▶ **Task instructions**:
1 – Answer these from the low-FODMAP diet guide:
(a) What does the guide say FODMAPs are?
(b) How many words is the beginner's guide said to contain?
(c) What profession does the writer give for themselves?
2 – Write the next part of the low-FODMAP diet guide, picking up after its final contents line.

___ Text segment ___

[Last updated 26th March, 2017]
Do you often experience digestive stress after eating certain foods?
Can the discomfort be so severe that it affects your day-to-day activities?
The link between foods and digestive disorders is well recognised, and there is a good chance that FODMAPs – small carbohydrates in certain foods – are the culprit.
As a clinical dietitian, I’ve seen how remarkable a low-FODMAP diet can be for people with chronic gastrointestinal symptoms… things like recurrent bloating, gas, cramps, diarrhea or constipation. There’s also many new case studies suggesting it can help with several other chronic health conditions too.
If you’re keen to learn more, and maybe even try a low FODMAP diet for yourself, this 3,000 word beginner’s guide is a great place to start.
- If you prefer to watch:
- What Are FODMAPs?
- Common FODMAPS and what to look for on the label
- A low FODMAP diet is very restrictive and designed to be temporary
- IBS and studies that support a low FODMAP diet
- The essential low FODMAP food list for shopping
- Low FODMAP recipe ideas
- Probiotics may help ease symptoms
- A low FODMAP diet plan and dining out ideas
- DIY or do I need help from a Dietitian?

___ Excerpted data ___

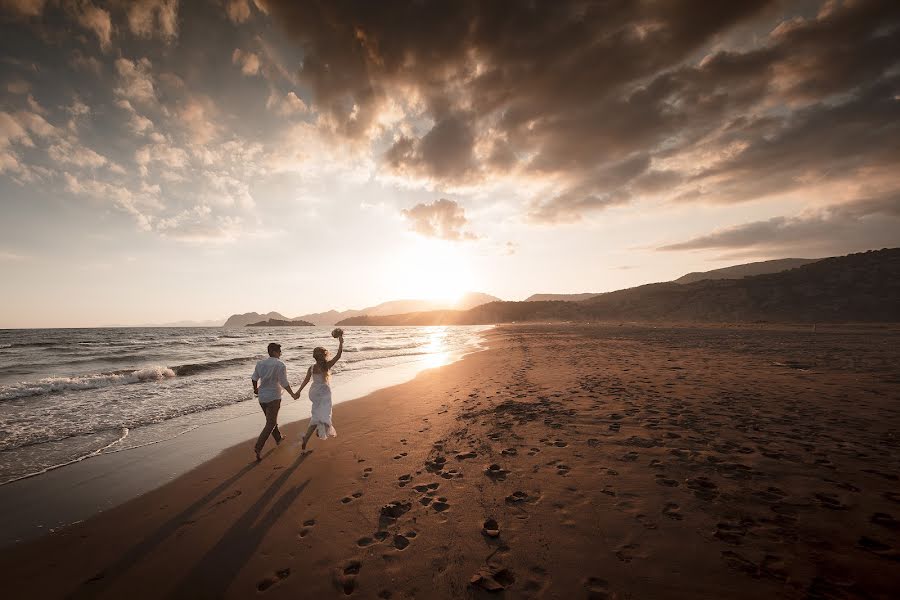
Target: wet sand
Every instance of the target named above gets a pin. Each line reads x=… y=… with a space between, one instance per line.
x=564 y=462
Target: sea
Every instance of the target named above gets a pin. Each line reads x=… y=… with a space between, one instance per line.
x=67 y=395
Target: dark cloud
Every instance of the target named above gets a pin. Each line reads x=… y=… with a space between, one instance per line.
x=565 y=89
x=859 y=225
x=444 y=153
x=443 y=219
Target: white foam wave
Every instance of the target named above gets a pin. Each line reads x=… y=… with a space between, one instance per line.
x=123 y=433
x=51 y=385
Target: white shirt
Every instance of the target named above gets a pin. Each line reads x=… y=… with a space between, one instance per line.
x=272 y=377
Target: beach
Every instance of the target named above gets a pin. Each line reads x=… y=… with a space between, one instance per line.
x=565 y=461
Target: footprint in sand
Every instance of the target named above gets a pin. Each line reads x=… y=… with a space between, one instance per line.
x=268 y=582
x=663 y=480
x=703 y=488
x=731 y=533
x=830 y=501
x=885 y=520
x=380 y=536
x=673 y=511
x=395 y=509
x=645 y=521
x=496 y=472
x=878 y=548
x=625 y=553
x=597 y=589
x=347 y=581
x=351 y=497
x=306 y=525
x=491 y=528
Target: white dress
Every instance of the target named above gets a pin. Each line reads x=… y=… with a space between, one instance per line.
x=320 y=396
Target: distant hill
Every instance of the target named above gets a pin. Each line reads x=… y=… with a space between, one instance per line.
x=248 y=318
x=281 y=323
x=561 y=297
x=393 y=307
x=746 y=270
x=855 y=288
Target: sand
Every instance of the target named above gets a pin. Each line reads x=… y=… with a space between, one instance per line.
x=563 y=462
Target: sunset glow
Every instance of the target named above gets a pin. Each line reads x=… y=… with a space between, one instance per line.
x=211 y=146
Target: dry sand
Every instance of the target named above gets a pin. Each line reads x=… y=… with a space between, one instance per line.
x=613 y=462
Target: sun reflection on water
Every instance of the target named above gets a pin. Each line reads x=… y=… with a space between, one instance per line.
x=437 y=347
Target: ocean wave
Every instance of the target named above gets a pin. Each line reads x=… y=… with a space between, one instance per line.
x=182 y=370
x=50 y=385
x=29 y=345
x=390 y=347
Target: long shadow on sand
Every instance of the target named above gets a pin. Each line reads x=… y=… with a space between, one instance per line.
x=96 y=585
x=211 y=576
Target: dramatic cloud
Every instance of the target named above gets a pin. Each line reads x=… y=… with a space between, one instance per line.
x=25 y=8
x=442 y=219
x=94 y=19
x=149 y=18
x=859 y=225
x=136 y=80
x=237 y=10
x=248 y=61
x=580 y=94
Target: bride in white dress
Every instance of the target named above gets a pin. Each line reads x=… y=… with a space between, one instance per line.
x=320 y=393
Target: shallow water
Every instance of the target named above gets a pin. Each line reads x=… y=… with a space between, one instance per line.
x=68 y=394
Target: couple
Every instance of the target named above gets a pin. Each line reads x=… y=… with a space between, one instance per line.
x=270 y=376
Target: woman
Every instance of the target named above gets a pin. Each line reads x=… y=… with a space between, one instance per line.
x=320 y=392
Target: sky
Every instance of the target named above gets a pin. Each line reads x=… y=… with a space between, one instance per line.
x=164 y=161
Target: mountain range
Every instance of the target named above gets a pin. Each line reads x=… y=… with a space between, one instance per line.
x=860 y=287
x=392 y=307
x=403 y=310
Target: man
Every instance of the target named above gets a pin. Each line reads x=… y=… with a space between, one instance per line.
x=269 y=377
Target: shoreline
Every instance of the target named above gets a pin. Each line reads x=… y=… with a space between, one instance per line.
x=100 y=481
x=565 y=461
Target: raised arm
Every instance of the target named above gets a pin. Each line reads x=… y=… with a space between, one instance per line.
x=332 y=362
x=303 y=385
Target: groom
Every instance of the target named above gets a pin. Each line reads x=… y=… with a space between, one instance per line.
x=269 y=377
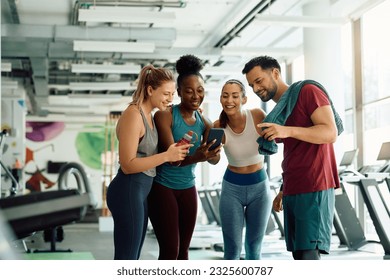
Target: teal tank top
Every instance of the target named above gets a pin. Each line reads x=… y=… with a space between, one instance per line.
x=181 y=177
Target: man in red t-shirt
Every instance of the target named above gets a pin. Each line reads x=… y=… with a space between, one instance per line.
x=305 y=121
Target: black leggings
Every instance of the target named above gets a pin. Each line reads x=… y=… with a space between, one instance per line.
x=306 y=255
x=173 y=216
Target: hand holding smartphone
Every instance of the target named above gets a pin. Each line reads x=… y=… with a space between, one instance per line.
x=215 y=133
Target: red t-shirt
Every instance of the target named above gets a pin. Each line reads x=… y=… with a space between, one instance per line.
x=308 y=167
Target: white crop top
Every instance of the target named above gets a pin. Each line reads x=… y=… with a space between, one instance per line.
x=241 y=149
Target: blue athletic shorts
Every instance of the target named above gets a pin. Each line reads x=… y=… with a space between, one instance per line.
x=308 y=220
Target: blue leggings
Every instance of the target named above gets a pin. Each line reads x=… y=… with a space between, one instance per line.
x=173 y=216
x=127 y=201
x=245 y=201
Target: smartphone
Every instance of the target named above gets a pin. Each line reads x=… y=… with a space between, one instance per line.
x=215 y=133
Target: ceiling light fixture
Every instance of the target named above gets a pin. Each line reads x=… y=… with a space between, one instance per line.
x=6 y=84
x=124 y=15
x=300 y=21
x=110 y=46
x=6 y=67
x=99 y=86
x=106 y=68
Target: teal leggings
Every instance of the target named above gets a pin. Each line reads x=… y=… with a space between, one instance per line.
x=247 y=204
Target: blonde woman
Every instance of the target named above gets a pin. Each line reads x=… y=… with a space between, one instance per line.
x=138 y=158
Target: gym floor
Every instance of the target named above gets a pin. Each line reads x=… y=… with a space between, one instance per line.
x=86 y=241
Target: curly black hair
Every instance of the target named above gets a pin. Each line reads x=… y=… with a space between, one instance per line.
x=188 y=65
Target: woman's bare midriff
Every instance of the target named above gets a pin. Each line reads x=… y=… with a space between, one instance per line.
x=246 y=169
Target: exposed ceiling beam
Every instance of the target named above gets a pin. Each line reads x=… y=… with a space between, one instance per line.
x=299 y=21
x=162 y=37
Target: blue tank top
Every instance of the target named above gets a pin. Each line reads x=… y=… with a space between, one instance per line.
x=181 y=177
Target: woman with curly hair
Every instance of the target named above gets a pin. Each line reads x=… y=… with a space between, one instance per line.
x=173 y=198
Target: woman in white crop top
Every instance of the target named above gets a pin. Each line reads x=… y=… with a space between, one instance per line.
x=245 y=198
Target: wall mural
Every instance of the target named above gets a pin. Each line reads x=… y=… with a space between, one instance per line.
x=43 y=131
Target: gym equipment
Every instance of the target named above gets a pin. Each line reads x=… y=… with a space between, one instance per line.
x=346 y=223
x=40 y=211
x=378 y=211
x=347 y=161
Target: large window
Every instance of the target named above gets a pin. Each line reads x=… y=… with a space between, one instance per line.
x=376 y=81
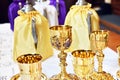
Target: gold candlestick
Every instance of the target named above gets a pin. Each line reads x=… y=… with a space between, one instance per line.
x=100 y=41
x=30 y=68
x=61 y=38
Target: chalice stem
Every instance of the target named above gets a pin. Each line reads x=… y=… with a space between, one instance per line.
x=100 y=58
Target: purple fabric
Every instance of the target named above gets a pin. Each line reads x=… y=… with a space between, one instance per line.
x=62 y=10
x=12 y=11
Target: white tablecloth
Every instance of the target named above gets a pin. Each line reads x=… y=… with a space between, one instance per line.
x=50 y=67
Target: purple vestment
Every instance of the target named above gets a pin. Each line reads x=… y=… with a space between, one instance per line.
x=61 y=10
x=12 y=11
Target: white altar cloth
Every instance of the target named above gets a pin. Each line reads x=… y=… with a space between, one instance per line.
x=50 y=67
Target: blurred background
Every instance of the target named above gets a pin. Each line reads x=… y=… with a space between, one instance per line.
x=102 y=7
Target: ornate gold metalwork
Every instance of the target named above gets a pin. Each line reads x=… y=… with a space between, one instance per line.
x=61 y=38
x=30 y=68
x=100 y=41
x=83 y=63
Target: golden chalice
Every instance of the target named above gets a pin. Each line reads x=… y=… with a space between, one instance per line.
x=118 y=51
x=100 y=41
x=83 y=62
x=30 y=68
x=61 y=38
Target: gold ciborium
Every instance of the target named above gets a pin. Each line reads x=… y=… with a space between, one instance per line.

___

▶ **Per-task outputs**:
1 –
(a) Small carbohydrates in certain foods.
(b) 3,000 words.
(c) Clinical dietitian.

2 –
- What if I have already done the low FODMAP diet elimination phase?
If you prefer to watch:
Closed captions are available.
What Are FODMAPs?
A low FODMAP diet, or FODMAP elimination diet, refers to a temporary eating pattern that has a very low amount of food compounds called FODMAPs.
The acronym (as described by co-creator Sue Shepard) stands for:
- Fermentable – meaning they are broken down (fermented) by bacteria in the large bowel
- Oligosaccharides – “oligo” means “few” and “saccharide” means sugar. These molecules are made up of individual sugars joined together in a chain
- Disaccharides – “di” means two. This is a double sugar molecule
- Monosaccharides – “mono” means single. This is a single sugar molecule
- And Polyols – these are sugar alcohols (however, they don’t lead to intoxication!)
Let’s stick with the term FODMAPs shall we?
Those saccharides and polyols are short-chain carbohydrates that, if poorly digested, ferment in the lower part of your large intestine (bowel). This fermentation process draws in water and produces carbon dioxide, hydrogen, and/or methane gas that causes the intestine to stretch and expand.
The result is strong pain, bloating, visible abdominal distension and other related symptoms (1).
Image source. Click to enlarge.
This is a wonderful short video that illustrates what FODMAPs are and how they impact our digestion:
Who is a low FODMAP diet for?
Its primary use is to relieve digestion-related symptoms, but is emerging as a useful treatment tool for several other conditions too. It can be useful for those with:
- Irritable Bowel Syndrome (IBS)- more on that below
- Other forms of Functional Gastrointestinal Disorder (FGID)
- Small intestinal bacterial overgrowth (SIBO)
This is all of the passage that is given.